* TAREA PROPUESTA A
Determina si cada afirmación concuerda con el texto sobre Santiago Carrillo y justifica la respuesta (sí o no) con las palabras decisivas del texto, citadas literalmente.
(i) Carrillo estuvo siempre expuesto al peligro de la clandestinidad.
(ii) Codovilla visitó a Carrillo en la Cárcel Modelo de Madrid.
(iii) Carrillo manifestó sentimiento de culpa por los muertos.

* TEXTO CITADO
┌──

EL MUNDO, MIÉRCOLES 19 DE SEPTIEMBRE DE 2012
C A R R I L L O 1 9 1 5 - 2 0 1 2
Por CARMEN GRIMAU
Yo no hablaré del político fallecido, pero sí de su forma ética de hacer
política. Porque Santiago Carrillo representó ante todo la forma
más despótica y despiadada de ejercer la política. Encarnó el prototipo
arrogante de los dirigentes con plenos poderes para disponer de
la vida y la muerte de los otros. Siempre en la cúpula. Alejado del peligro
de la clandestinidad. Hoy muere, el gran vencedor, el que enterró
a todos los camaradas. A los que traicionó, también. Todos sus
hombres han muerto. Él inició el comunismo y lo enterró un siglo
más tarde. Su perseverancia es lo más espectacular y lo más siniestro
del personaje. Acabó reinando sobre los cadáveres que fue acumulando
sin que de su boca saliera el menor sentimiento de culpabilidad.
Hizo ver la luz donde sólo había tinieblas. Puso cara a la pesadilla
que describiera Arthur Koestler.
Santiago Carrillo fue el experimento más logrado del NKVD. Desde
que Codovilla lo visitara en la Cárcel Modelo de Madrid, poco antes de
las elecciones de febrero del 36, el joven Carrillo era ya el elegido para
liderar el destino de los militantes comunistas.

└──

* DATOS REGISTRADOS
┌──

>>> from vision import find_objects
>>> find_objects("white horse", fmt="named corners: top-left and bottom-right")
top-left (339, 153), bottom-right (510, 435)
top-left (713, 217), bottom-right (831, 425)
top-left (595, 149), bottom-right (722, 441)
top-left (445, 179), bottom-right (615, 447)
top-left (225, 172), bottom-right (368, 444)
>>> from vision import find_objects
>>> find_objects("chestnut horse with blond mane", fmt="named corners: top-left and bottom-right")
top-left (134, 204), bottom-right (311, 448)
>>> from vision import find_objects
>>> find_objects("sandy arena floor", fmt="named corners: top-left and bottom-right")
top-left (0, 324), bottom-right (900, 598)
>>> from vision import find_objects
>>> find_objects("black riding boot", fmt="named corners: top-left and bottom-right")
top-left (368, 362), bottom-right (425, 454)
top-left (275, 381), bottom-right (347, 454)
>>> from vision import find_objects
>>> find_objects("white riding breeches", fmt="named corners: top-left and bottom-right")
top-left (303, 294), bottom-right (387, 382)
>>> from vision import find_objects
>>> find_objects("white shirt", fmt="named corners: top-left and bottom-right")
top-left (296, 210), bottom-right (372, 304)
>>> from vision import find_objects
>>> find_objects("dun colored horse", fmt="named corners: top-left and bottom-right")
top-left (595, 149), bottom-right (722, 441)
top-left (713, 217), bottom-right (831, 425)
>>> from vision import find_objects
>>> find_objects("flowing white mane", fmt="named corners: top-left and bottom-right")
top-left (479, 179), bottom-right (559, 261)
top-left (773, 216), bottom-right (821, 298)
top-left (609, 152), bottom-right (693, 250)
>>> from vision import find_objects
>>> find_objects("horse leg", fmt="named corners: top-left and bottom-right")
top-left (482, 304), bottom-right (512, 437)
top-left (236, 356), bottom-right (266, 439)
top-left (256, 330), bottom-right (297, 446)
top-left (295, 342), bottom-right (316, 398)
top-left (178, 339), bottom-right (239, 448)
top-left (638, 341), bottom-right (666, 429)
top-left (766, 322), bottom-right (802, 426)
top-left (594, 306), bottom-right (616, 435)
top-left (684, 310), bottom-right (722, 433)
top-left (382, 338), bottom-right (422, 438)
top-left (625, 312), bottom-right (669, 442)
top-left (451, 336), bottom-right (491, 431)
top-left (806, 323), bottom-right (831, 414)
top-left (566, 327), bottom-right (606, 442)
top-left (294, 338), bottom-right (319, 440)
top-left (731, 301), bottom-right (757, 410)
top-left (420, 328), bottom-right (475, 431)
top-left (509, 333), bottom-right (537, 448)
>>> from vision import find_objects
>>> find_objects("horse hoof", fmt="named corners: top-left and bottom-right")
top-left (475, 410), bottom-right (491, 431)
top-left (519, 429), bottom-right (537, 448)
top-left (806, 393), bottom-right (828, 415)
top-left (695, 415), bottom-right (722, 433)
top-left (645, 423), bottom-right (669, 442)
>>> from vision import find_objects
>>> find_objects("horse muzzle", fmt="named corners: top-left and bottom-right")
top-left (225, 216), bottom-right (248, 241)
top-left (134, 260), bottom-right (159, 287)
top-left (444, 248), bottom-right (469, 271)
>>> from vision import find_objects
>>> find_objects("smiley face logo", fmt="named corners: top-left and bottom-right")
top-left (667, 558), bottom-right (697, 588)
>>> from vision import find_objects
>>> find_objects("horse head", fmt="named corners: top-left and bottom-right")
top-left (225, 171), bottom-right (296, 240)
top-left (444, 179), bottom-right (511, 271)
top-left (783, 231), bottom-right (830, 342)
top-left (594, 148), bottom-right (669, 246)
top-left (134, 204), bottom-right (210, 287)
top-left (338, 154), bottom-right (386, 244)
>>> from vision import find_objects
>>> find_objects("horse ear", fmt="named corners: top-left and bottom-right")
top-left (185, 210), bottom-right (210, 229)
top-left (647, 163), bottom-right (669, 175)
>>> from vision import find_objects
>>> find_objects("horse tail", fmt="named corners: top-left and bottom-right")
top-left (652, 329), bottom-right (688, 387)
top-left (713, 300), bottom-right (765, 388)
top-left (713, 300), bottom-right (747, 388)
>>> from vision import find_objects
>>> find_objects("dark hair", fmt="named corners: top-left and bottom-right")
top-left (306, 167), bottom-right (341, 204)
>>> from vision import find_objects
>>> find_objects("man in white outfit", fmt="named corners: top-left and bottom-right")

└──

* TAREA PROPUESTA B
Indica cuántas líneas de los registros contienen la cadena "white". Responde únicamente con el número.

* SOLUCIÓN A
(i) No: «Siempre en la cúpula. Alejado del peligro de la clandestinidad.»
(ii) Sí: «Desde que Codovilla lo visitara en la Cárcel Modelo de Madrid»
(iii) No: «sin que de su boca saliera el menor sentimiento de culpabilidad»

* SOLUCIÓN B
5